Input for this task:
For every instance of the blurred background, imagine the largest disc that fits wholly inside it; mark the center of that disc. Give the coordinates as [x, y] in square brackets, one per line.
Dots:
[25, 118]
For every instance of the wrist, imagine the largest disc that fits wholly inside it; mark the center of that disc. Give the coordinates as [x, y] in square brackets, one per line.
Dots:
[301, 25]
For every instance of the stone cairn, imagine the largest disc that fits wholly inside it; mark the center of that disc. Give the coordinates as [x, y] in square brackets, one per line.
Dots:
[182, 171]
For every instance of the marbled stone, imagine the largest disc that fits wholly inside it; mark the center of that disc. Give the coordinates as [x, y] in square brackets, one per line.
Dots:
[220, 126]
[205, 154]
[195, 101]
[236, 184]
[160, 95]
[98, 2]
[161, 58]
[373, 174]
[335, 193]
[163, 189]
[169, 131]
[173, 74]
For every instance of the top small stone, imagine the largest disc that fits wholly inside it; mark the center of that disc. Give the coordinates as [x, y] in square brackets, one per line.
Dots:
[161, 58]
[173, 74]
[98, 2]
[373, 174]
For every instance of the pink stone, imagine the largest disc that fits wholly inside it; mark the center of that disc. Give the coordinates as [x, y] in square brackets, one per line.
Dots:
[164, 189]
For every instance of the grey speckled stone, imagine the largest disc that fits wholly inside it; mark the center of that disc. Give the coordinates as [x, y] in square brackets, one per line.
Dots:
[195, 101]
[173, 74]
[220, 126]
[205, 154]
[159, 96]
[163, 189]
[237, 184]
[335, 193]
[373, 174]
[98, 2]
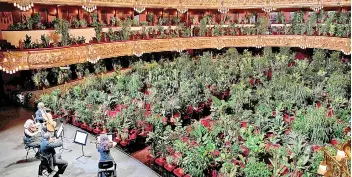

Required work: Rewrite everything above from the line containing "For every instance of the pink" down to the end of the records, swapping "disc" for "circle" and changing nothing else. Leave the pictures out of your answer.

Expected output:
For every instance of the pink stone, imagine the largest circle that fits wholly inside it; mark the center of that circle. Give the coordinates as [x, y] in square brackets, one per line.
Dots:
[164, 189]
For every instance of the grey speckled stone, imagine the largest circle that fits wholly inside it; mark the center of that circle. Give the coordinates as [x, y] in square brackets, one per line.
Dots:
[195, 101]
[173, 74]
[220, 126]
[205, 154]
[159, 96]
[163, 189]
[237, 184]
[335, 193]
[373, 174]
[98, 2]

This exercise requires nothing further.